▸ **Problem**
Set out every line of the rows below as a numbered list, omitting any blank lines.

═══ Data for processing ═══

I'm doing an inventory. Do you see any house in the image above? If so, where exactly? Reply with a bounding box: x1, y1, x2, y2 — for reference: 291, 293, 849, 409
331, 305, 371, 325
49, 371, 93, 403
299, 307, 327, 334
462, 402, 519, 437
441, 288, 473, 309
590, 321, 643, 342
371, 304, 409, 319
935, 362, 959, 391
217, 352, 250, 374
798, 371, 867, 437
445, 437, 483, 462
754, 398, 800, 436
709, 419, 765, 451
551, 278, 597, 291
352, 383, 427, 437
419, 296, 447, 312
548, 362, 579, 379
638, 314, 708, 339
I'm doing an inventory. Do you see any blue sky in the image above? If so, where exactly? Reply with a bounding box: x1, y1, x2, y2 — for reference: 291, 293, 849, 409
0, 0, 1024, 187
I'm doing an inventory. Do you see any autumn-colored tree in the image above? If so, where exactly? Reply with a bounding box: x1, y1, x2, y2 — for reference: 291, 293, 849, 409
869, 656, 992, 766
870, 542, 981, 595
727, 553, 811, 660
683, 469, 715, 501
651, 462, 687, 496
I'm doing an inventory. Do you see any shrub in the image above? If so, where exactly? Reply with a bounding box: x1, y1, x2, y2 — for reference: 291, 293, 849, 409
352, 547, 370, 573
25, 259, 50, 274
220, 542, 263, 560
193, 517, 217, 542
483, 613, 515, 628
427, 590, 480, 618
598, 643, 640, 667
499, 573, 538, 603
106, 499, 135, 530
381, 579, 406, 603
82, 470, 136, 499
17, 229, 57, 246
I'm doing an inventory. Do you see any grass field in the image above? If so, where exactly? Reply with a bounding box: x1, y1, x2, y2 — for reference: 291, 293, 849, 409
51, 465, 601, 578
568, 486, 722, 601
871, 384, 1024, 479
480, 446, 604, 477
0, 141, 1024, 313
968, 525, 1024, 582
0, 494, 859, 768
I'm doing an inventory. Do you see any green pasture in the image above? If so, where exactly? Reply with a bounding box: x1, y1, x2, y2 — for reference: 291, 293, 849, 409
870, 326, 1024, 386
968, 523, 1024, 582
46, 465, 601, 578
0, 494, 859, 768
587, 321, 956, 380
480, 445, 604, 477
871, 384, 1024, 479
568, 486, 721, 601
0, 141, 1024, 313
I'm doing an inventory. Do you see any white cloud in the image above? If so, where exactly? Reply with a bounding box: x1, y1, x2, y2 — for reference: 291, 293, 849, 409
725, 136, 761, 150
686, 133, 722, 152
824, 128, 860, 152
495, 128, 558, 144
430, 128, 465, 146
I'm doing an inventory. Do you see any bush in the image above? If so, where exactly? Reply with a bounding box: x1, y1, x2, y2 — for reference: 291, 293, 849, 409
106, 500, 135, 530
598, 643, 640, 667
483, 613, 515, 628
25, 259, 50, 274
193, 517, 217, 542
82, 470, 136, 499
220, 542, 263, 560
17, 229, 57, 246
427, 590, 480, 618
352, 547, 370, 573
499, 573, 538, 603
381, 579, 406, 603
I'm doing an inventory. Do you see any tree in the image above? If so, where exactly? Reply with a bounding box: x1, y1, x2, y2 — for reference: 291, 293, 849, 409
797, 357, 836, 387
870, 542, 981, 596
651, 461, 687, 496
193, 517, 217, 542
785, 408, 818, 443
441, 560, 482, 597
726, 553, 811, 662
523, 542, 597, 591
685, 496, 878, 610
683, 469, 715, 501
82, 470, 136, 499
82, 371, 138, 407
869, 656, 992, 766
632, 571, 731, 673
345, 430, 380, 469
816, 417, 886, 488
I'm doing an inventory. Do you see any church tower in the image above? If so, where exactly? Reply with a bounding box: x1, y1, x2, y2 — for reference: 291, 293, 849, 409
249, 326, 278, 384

═══

▸ **Answer to the problem**
1. I'm doing an inventory. Do you see any house in the image above? If so, where exactly? Reply with a bounding box: x1, y1, x2, y2 — for reference: 291, 293, 849, 409
2. 331, 305, 371, 325
3. 49, 371, 93, 403
4. 299, 307, 327, 334
5. 462, 402, 519, 437
6. 441, 288, 473, 309
7. 590, 321, 643, 342
8. 371, 304, 409, 319
9. 935, 362, 959, 391
10. 217, 352, 250, 374
11. 798, 371, 867, 437
12. 445, 437, 483, 462
13. 754, 398, 800, 436
14. 709, 419, 765, 451
15. 551, 278, 597, 291
16. 352, 383, 427, 437
17. 419, 296, 447, 312
18. 548, 362, 579, 379
19. 638, 314, 708, 339
20. I'm doing an inventory. Do you see any blue sky in the image above? If so, where exactly? Reply with a bounding box: x1, y1, x2, y2 — for reference: 291, 293, 849, 409
21. 0, 0, 1024, 187
22. I'm doing an inventory. Do you see any autumn-colored tree in the image above? If so, where exactly? Reply with a bounding box: x1, y1, x2, y2 — for reference: 291, 293, 849, 409
23. 869, 656, 992, 766
24. 870, 542, 981, 595
25. 727, 553, 811, 660
26. 683, 469, 715, 501
27. 651, 462, 687, 496
28. I'm doing an inventory. Do you see any shrub in the image above? If so, where exactly? Reply with a bounding box: x1, y1, x2, y2 — for reference: 291, 293, 849, 409
29. 352, 547, 370, 573
30. 25, 259, 50, 274
31. 220, 542, 263, 560
32. 193, 517, 217, 542
33. 483, 613, 515, 628
34. 427, 590, 480, 618
35. 598, 643, 640, 667
36. 499, 573, 538, 603
37. 106, 499, 135, 530
38. 381, 579, 406, 603
39. 82, 470, 136, 499
40. 17, 229, 57, 246
41. I'm doing an inventory. Do you see any grass field in the image above? If so, where exactly? Reply with a bounding box: x1, y1, x2, y2 — for reference: 291, 293, 849, 409
42. 51, 465, 601, 578
43. 568, 486, 722, 601
44. 871, 384, 1024, 479
45. 480, 446, 604, 477
46. 0, 141, 1024, 313
47. 968, 525, 1024, 582
48. 0, 494, 859, 768
49. I'm doing an inventory. Do you see any green pasture in the image above? If so, where exactly? Reply with a bounding box: x1, y1, x2, y2 — for reference: 291, 293, 849, 409
50. 870, 326, 1024, 386
51. 968, 523, 1024, 582
52. 46, 465, 601, 578
53. 0, 494, 859, 768
54. 587, 321, 956, 380
55. 480, 445, 604, 477
56. 871, 384, 1024, 479
57. 568, 486, 721, 601
58. 0, 141, 1024, 313
59. I'm doing an inventory. Do you see any white cloud in the image above? If so, where exactly? Reply with a bounding box: x1, y1, x2, y2 — for reference: 291, 293, 849, 409
60. 725, 136, 761, 150
61. 686, 133, 722, 152
62. 824, 128, 860, 152
63. 495, 128, 558, 144
64. 430, 128, 465, 146
65. I'm doing an inventory. Do you see any bush in the image above? If so, where exactly? Reply with a bounding box: x1, y1, x2, y2 — for reference: 291, 293, 849, 409
66. 106, 500, 135, 530
67. 598, 643, 640, 667
68. 483, 613, 515, 628
69. 25, 259, 50, 274
70. 193, 517, 217, 542
71. 82, 470, 136, 499
72. 220, 542, 263, 560
73. 17, 229, 57, 246
74. 427, 590, 480, 618
75. 352, 547, 370, 573
76. 499, 573, 538, 603
77. 381, 579, 406, 603
78. I'm doing an inventory. Do you see any tree in the image above? If so, where exactly? Reply with a bounding box: x1, y1, x2, y2 — for reference: 291, 293, 849, 409
79. 797, 357, 836, 387
80. 870, 542, 981, 596
81. 651, 461, 687, 496
82. 193, 517, 217, 542
83. 785, 408, 818, 443
84. 441, 560, 482, 597
85. 726, 553, 811, 662
86. 523, 542, 597, 591
87. 685, 496, 878, 610
88. 683, 469, 715, 501
89. 82, 470, 136, 499
90. 82, 371, 138, 407
91. 869, 656, 992, 766
92. 632, 571, 731, 673
93. 345, 430, 380, 469
94. 816, 417, 886, 488
95. I'm doing an inventory. Do you see any church tower in the image above? If so, where exactly? Reply with a bounding box: x1, y1, x2, y2 — for reference: 291, 293, 849, 409
96. 249, 326, 278, 384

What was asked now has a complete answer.